Exercise description
Write the next part of the forum thread about keeping aquarium fish alive during a power outage, picking up right after its last line.

Reading text
○ ○ ○ ○ ○
# Power goes out!!! What do you do????



## SnakeEyes03 (Jun 6, 2007)

Ok so recently Northern Va was hit with some pretty hard thunderstorms and tornados. I currently live in a apartment building w/ a generator.

My question is...what do you guys do if the power goes out in your homes??? Do you have a back up generator?? Is there a device that I don't know about that would keep my :fish: alive??

And on a different note.....I did my very first DIY  moonlighting. I love this site


----------



## Doane (Jun 19, 2007)

I love in southern maryland and we got hit with those outages also. For my tanks I have a battery backup used by computers hooked up to /powering an air pump. When the power goes out I use the air pump to provide aeration. This is a great long term set up.


----------



## jimmyknuckles (May 8, 2007)
○ ○ ○ ○ ○
Records shown
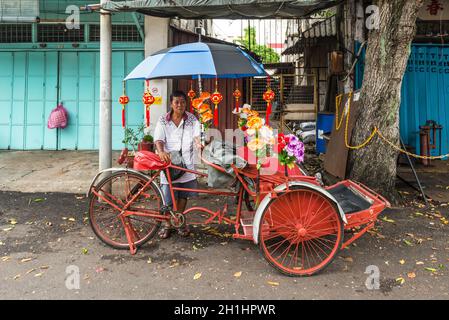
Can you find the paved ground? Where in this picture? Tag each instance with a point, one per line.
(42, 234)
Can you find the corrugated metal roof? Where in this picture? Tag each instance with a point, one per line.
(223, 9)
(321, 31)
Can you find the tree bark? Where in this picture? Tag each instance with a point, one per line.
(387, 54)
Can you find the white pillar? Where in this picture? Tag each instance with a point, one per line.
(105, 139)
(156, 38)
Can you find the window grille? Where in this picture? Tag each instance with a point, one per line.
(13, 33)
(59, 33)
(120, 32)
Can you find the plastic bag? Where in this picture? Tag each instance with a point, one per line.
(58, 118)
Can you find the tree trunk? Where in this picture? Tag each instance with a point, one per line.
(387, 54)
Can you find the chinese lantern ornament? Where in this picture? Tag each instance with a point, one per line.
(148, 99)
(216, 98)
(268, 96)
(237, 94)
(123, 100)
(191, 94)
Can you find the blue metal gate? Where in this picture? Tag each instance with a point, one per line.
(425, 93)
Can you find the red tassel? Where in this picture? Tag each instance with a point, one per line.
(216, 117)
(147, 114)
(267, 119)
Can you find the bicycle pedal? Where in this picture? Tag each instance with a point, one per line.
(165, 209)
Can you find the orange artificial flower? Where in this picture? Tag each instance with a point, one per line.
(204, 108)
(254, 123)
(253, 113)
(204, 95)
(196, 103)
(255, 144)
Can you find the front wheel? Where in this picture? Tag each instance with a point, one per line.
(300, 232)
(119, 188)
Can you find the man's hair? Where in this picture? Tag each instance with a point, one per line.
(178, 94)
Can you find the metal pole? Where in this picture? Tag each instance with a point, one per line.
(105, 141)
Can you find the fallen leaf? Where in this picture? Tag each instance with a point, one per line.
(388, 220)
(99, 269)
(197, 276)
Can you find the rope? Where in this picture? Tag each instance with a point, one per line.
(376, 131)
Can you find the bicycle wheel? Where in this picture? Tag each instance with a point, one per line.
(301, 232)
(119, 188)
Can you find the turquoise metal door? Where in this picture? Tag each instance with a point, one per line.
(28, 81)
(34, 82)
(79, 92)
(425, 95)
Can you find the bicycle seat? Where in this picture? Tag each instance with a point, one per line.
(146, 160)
○ ○ ○ ○ ○
Response below
I live in Sterling, so I'm familiar with those storms you're referring to.

I have an APC UPS (intended for computers) attached to my filter. Typically I plug all of the non-essentials (lights/heater/etc) into the "Surge Only", and plug my highest output lowest wattage filter into the backup battery (in this case on my 75 it's my XP3).


----------



## SnakeEyes03 (Jun 6, 2007)

NICE!!!!

I am getting my 125 tomorrow, and all these storms freaked me out. I'm going to by one of the back-ups tomorrow. Thanks guys

Next stop.....DIY backgrounds :dancing:


----------



## jimmyknuckles (May 8, 2007)

I recommend APCs. We use them at work and they're sturdy as heck:

http://www.apc.com/products/category.cfm?id=13&subid=5

Hey SnakeEyes - hopefully this doesn't derail. Any idea where to get Pool Filter Sand or 3M ColorQuartz around here? I've spent the last 2 days at work on the phone with various pool supply companies (that close at like.. 2:30) who have no idea what I'm talking about.


----------



## SnakeEyes03 (Jun 6, 2007)

I know there are a few pool companies in Manassas, and in Springfield. I'm not sure of the names though. I did a google search and found a lot of them (filters) for reasonable prices.

Go to Ultimateyellowpages.com and type in pool supplies....you'll find what you're looking for.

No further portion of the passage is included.